Exercise instructions. Gather all lines in the rows below that contain the word "every", and copy them out.

Data records
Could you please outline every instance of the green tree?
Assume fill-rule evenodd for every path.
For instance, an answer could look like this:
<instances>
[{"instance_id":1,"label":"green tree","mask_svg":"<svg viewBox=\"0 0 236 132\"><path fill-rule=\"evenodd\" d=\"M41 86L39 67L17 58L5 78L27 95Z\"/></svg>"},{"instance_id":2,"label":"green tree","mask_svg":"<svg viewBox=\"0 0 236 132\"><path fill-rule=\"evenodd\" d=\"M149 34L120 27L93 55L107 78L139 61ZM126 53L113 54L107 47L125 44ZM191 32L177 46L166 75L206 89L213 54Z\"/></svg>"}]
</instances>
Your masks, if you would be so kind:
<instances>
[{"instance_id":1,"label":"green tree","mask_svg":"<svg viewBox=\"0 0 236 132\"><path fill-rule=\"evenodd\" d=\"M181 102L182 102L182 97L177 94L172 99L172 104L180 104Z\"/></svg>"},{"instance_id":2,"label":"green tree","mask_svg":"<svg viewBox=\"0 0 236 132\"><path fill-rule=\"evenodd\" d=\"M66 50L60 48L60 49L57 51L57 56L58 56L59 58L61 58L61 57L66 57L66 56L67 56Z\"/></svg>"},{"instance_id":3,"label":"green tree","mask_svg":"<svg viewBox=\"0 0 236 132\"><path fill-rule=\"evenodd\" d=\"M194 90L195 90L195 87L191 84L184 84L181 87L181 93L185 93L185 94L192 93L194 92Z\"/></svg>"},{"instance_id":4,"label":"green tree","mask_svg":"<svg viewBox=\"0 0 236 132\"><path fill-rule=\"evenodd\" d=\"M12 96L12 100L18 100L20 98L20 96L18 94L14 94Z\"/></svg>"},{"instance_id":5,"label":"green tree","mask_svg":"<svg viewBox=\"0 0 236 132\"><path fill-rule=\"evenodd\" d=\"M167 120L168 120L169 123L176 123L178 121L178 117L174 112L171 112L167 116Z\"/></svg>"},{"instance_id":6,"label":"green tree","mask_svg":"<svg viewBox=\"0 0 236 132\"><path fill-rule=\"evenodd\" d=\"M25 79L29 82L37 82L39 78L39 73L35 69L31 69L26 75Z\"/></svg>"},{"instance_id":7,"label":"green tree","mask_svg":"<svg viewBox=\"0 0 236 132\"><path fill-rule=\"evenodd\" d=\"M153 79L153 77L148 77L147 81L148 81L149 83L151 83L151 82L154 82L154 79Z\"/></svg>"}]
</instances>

The reply.
Could you please outline every instance of the green tree?
Assume fill-rule evenodd for every path.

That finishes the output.